| DATA FOR THIS EXERCISE |
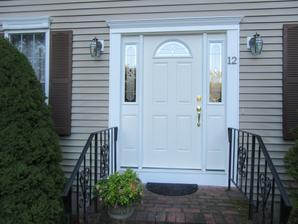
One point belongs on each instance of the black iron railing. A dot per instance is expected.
(97, 161)
(252, 171)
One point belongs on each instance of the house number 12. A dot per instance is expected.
(232, 60)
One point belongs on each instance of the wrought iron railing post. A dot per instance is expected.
(67, 201)
(284, 212)
(230, 156)
(251, 191)
(115, 148)
(95, 165)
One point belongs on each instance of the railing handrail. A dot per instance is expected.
(278, 182)
(70, 181)
(262, 148)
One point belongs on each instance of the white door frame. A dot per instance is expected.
(229, 25)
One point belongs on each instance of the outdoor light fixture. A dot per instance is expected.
(255, 44)
(96, 47)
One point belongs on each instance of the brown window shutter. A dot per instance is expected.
(290, 79)
(61, 80)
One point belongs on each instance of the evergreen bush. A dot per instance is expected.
(31, 179)
(291, 163)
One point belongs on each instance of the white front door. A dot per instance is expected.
(173, 79)
(163, 135)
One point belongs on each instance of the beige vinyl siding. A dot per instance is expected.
(261, 77)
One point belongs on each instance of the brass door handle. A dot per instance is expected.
(199, 109)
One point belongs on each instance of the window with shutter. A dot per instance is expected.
(290, 79)
(60, 80)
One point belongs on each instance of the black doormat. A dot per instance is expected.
(172, 189)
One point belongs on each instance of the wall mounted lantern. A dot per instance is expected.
(255, 44)
(96, 47)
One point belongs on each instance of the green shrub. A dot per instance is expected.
(120, 189)
(31, 179)
(291, 163)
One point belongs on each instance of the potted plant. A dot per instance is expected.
(119, 193)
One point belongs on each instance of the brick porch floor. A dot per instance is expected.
(212, 205)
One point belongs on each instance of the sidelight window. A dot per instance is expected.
(215, 71)
(130, 72)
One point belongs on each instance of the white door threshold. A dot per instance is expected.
(207, 178)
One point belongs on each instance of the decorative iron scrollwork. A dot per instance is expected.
(104, 161)
(84, 180)
(265, 185)
(242, 155)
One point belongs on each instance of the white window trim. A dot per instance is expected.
(230, 25)
(32, 25)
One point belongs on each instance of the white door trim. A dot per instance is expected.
(230, 25)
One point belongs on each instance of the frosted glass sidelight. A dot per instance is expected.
(172, 49)
(215, 71)
(130, 72)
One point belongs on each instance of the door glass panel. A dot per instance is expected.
(130, 72)
(215, 71)
(172, 49)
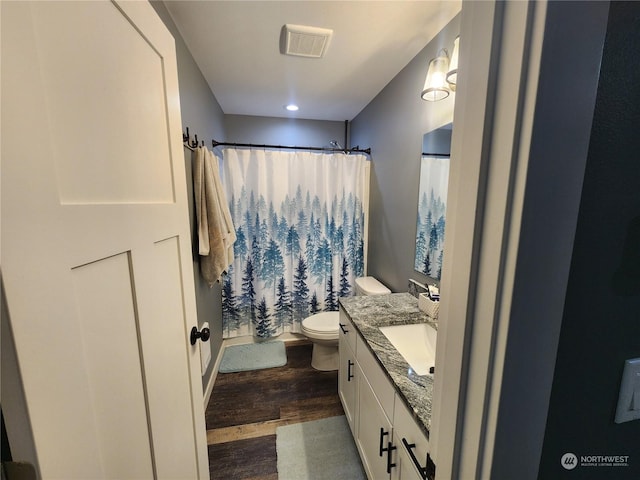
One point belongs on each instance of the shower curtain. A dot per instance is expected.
(299, 219)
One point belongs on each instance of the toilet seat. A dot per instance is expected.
(323, 325)
(371, 286)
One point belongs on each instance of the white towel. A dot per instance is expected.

| DO THIS |
Retype, word for word, the lines from the one with "One point belongs on each instance of the brick" through the last line of the entries above, and only those lines. Leave pictures out.

| RESULT OF THIS TASK |
One point belongs on each instance of the brick porch floor. A dot per instance is expected.
(212, 205)
One point belongs on each instance of the sidelight window. A dot per instance is expected.
(215, 71)
(130, 72)
One point belongs on each instance of the white door threshold. A dot per instance is expected.
(207, 178)
One point belongs on each instance of the decorative iron scrollwork. A dot per instance is expected.
(104, 161)
(84, 180)
(265, 185)
(242, 155)
One point belongs on each instance of the white window trim. A dot per instance is expected.
(230, 25)
(32, 25)
One point belongs on each instance of the white door trim. A dot per instance is expected.
(230, 25)
One point belongs on each instance of the frosted glass sidelight. A dot per instance is expected.
(172, 49)
(215, 71)
(130, 72)
One point belongs on each instance of the door glass panel. A dot per instance is expected.
(130, 72)
(215, 71)
(172, 49)
One point belongs on each instance of the shower curtain. A dot per instance is expected.
(299, 219)
One point belongs on each instance of the toilet seat. A dot per instance is expected.
(323, 325)
(371, 286)
One point belongs on each instance of the white towel. A dot per instance is expected.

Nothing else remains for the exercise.